╭─ Document extract

# Lgb 2090 D10



## mymodeltrain (May 14, 2013)

I saw a used LGB 2090 D10 online other day. I wonder if someone can tell me if this is a good train and is it strong enough to pull 4 to 5 metal-wheeled cars.


----------



## chuck n (Jan 2, 2008)

I do not have this engine, but over the years I have discovered that 2 axle LGB engines are great pullers. It should easily pull 4 or 5 cars. Steep grades and tight curves will limit it's pulling ability.

Chuck


----------



## mymodeltrain (May 14, 2013)

Chuck,
I agree, 2-axle LGB trains are great. I have another 2-axle LGB that can run for almost a year now without any problem. But recently, I let the train pulls only one metal-wheeled car since I can hear the gears slipped at steep grades. To avoid the gear problem, I reversed the direction. It is ok now, but again the train can pull one car only.


----------



## chuck n (Jan 2, 2008)

╰─
╭─ Records provided

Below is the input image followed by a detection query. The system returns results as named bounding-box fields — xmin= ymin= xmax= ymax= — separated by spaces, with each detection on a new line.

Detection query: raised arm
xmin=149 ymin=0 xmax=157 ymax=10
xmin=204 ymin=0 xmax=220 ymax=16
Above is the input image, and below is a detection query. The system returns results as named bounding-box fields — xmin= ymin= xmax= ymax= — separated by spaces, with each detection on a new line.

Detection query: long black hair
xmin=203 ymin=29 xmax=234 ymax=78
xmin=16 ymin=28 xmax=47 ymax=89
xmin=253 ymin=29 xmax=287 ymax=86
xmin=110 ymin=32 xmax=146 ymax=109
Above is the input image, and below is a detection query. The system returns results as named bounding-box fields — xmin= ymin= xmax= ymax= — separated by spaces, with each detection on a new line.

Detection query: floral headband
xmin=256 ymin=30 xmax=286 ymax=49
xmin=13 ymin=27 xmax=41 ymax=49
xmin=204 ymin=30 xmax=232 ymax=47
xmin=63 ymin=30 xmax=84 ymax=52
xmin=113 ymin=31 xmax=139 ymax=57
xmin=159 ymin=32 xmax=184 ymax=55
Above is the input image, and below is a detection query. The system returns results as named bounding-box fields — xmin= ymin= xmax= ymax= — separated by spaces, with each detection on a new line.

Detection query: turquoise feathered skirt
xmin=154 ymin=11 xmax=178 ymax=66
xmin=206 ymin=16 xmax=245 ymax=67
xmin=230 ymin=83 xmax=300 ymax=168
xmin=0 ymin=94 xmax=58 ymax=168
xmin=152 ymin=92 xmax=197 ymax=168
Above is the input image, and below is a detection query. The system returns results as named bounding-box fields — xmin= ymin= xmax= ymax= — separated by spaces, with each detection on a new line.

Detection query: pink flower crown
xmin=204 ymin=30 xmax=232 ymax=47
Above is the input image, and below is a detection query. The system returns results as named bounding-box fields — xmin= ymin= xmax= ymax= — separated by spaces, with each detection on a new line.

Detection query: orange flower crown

╰─

__Request__.
Write the next part of the forum thread about the LGB 2090 D10, picking up where it stops.

__Written reply__.
I think that you have answered your own question. On your layout a 2 axle LGB engine is limited to one car, no matter what it might do on other layouts, 

It sounds to me as if you have stripped the teeth on the idler gears in the locomotive. This is a common problem with over loaded LGB Moguls. 

Call Train-Li and order the replacement gears.

Chuck


----------



## Dan Pierce (Jan 2, 2008)

Most 2 axle LGB engines do NOT have idler gears. The 20232 does have one (the 2-4-0 American engine).
All that is needed is the axle gear, but when replacing the wheel, you must be very careful for correct quartering or the new gears will strip and plastic side rods will break.

Tje LGB mogul is 3 axle and does have an idler gear.


----------



## mymodeltrain (May 14, 2013)

Do you know where can I send a PIKO train for service? Basically, I attempted to change the gears and it turned out bad since I realized that it is not easy to open up a train. Since then, I think it may be worthwhile to send out for service. I contacted Train-Li, but they work with LGB only. Obviously, I will send my LGB trains there in the future for service, but I want to focus on the PIKO train first.


----------



## chuck n (Jan 2, 2008)

Thanks Dan! The only LGB engines that have given me idler gear problems have been three axle ones. I just assumed that all LGB engines have idler gears. I have not had to ever go inside a two axle engine.

Chuck


----------



## East Broad Top (Dec 29, 2007)

How steep are your grades?

Later,

K


----------



## mymodeltrain (May 14, 2013)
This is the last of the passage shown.